** Start PASSAGE GIVEN **

9. For nothing imperfect emanates from the Paternal Principle,

- Psellus, 38; Pletho. Z.

This implies -- but only from a succedent emanation.

10. The Father effused not Fear, but He infused persuasion.

-Pletho. Z.

11. The Father hath apprehended Himself, and bath not restricted his Fire to his own intellectual power.

- Psellus, 30; Pletho, 33. Z.

Taylor gives:- The Father hath hastily withdrawn Himself, but hath not shut up his own Fire in his intellectual power.

The Greek text has no word "hastily," and as to "withdrawn -- Arpazo means, grasp or snatch, but also "apprehend with the mind."

12. Such is the Mind which is energized before energy, while yet it had not gone forth, but abode in the Paternal Depth, and in the Adytum of God nourished silence.

- Proc. in Tim., 167. T.

13. All things have issued from that one Fire. The Father perfected all things, and delivered them over to the Second Mind, whom all Nations of Men call the First.

- Psellus, 24; Pletho, 30. Z.

14. The Second Mind conducts the Empyrean World.

- Damascius, De Principiis. T.

15. What the Intelligible saith, it saith by understanding.

- Psellus, 35. Z.

16. Power is with them, but Mind is from Him.

- Proclus in Platonis Theologiam, 365. T.

17. The Mind of the Father riding on the subtle Guiders, which glitter with the tracings of inflexible and relentless Fire.

- Proclus on the Cratylus of Plato. T.

18. . . . . After the Paternal Conception I the Soul reside, a heat animating all things.

. . . . For he placed The Intelligible in the Soul, and the Soul in dull body,

Even so the Father of Gods and Men placed them in us.

- Proclus in Tim. Plat, 124. Z. or T.

19. Natural works co-exist with the intellectual light of the Father. For it is the Soul which adorned the vast Heaven, and which adorneth it after the Father, but her dominion is established on high.

** End PASSAGE GIVEN **
** Start ENTRIES SHOWN **

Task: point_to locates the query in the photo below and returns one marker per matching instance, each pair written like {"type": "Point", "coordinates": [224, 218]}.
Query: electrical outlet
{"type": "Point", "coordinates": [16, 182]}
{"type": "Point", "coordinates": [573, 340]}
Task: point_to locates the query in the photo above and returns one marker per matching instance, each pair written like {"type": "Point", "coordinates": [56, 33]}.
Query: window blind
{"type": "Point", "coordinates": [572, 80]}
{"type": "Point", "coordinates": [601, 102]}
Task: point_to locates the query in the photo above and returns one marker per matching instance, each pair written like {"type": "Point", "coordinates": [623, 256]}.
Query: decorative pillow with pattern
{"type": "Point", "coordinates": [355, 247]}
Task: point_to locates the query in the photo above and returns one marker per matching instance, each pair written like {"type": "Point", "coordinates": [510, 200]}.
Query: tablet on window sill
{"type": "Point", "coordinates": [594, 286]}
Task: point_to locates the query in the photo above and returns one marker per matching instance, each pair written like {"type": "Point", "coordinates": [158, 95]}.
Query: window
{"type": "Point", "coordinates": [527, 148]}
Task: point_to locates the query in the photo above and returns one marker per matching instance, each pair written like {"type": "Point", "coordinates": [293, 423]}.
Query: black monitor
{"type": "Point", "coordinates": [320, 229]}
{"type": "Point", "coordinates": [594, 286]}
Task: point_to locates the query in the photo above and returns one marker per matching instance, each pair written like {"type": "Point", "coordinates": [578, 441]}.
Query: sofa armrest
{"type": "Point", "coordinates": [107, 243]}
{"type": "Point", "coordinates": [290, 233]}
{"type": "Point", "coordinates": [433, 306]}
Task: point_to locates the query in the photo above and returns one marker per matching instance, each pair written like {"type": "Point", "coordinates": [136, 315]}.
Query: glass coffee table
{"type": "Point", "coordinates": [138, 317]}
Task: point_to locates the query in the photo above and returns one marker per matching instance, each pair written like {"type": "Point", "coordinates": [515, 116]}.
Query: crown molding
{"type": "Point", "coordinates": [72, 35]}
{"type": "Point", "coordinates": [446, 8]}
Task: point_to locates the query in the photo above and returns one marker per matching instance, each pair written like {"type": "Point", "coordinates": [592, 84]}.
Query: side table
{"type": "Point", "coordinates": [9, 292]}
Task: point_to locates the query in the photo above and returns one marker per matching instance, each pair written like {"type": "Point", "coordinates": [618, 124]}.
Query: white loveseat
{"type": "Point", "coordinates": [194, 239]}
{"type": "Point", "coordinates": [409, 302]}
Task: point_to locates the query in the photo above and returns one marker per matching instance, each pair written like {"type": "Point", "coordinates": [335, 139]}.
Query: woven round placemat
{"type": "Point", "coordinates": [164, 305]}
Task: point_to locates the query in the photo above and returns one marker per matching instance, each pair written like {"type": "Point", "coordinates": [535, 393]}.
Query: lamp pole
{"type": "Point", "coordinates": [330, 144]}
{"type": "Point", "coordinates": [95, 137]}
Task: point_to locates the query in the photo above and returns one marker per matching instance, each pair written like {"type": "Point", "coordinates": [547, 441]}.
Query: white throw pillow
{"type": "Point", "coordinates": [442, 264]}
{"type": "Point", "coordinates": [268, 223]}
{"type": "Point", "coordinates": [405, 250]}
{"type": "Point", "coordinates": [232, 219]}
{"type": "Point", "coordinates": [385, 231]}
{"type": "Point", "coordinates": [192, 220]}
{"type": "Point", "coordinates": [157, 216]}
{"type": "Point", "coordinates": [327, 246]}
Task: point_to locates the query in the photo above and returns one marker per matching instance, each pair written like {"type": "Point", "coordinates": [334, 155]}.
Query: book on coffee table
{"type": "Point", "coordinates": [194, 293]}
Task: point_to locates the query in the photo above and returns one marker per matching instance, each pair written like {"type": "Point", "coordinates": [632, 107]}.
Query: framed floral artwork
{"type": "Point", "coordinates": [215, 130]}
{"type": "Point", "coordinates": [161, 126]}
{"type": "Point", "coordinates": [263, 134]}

** End ENTRIES SHOWN **
** Start ENTRIES SHOWN **

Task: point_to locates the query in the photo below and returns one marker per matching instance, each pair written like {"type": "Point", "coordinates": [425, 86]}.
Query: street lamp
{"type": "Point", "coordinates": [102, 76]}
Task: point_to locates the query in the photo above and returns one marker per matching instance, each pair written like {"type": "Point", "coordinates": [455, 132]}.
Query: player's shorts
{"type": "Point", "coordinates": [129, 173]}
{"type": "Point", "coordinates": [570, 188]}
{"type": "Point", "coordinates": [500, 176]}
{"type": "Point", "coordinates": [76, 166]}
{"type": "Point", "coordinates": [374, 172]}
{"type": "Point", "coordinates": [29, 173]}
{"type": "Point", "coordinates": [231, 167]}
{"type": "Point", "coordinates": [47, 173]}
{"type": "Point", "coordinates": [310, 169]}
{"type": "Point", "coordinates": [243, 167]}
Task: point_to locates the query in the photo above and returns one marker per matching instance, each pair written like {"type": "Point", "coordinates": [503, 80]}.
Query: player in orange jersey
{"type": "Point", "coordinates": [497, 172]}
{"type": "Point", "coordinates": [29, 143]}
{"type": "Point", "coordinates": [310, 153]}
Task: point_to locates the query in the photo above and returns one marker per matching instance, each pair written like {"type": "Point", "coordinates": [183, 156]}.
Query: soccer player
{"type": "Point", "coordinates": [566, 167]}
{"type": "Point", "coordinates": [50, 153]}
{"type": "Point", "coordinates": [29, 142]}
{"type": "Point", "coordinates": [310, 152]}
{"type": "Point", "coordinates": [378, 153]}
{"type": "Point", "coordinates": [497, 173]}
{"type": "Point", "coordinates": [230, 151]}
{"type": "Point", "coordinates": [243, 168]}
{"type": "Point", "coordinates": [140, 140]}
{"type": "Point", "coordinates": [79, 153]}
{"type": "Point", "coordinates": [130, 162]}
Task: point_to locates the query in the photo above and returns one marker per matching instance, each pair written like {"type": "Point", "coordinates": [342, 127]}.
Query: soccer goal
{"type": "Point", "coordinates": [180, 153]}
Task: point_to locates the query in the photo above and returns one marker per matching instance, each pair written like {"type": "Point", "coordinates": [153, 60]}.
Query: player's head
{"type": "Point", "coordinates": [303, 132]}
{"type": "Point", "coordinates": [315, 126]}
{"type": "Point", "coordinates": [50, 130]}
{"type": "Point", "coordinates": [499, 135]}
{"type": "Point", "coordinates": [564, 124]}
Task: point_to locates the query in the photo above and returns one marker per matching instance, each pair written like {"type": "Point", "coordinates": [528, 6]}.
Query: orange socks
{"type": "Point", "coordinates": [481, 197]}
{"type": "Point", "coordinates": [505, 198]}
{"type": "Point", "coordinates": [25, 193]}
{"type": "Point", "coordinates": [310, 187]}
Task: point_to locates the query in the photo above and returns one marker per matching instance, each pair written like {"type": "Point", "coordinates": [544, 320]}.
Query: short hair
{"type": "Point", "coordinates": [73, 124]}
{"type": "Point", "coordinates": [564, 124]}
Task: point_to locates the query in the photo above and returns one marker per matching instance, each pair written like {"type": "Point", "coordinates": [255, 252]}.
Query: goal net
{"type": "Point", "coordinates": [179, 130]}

** End ENTRIES SHOWN **

| EXERCISES TO COMPLETE |
1 - Answer these questions from the passage.
(a) What did the Father infuse instead of effusing Fear?
(b) What does the Second Mind conduct?
(c) Where was the Soul placed?
2 - Pull out every line of the rows that contains the string "player".
The passage and the rows have no connection to each other.

| THE ANSWERS |
1 -
(a) Persuasion.
(b) The Empyrean World.
(c) In dull body.

2 -
Query: player's shorts
Query: player in orange jersey
Query: soccer player
Query: player's head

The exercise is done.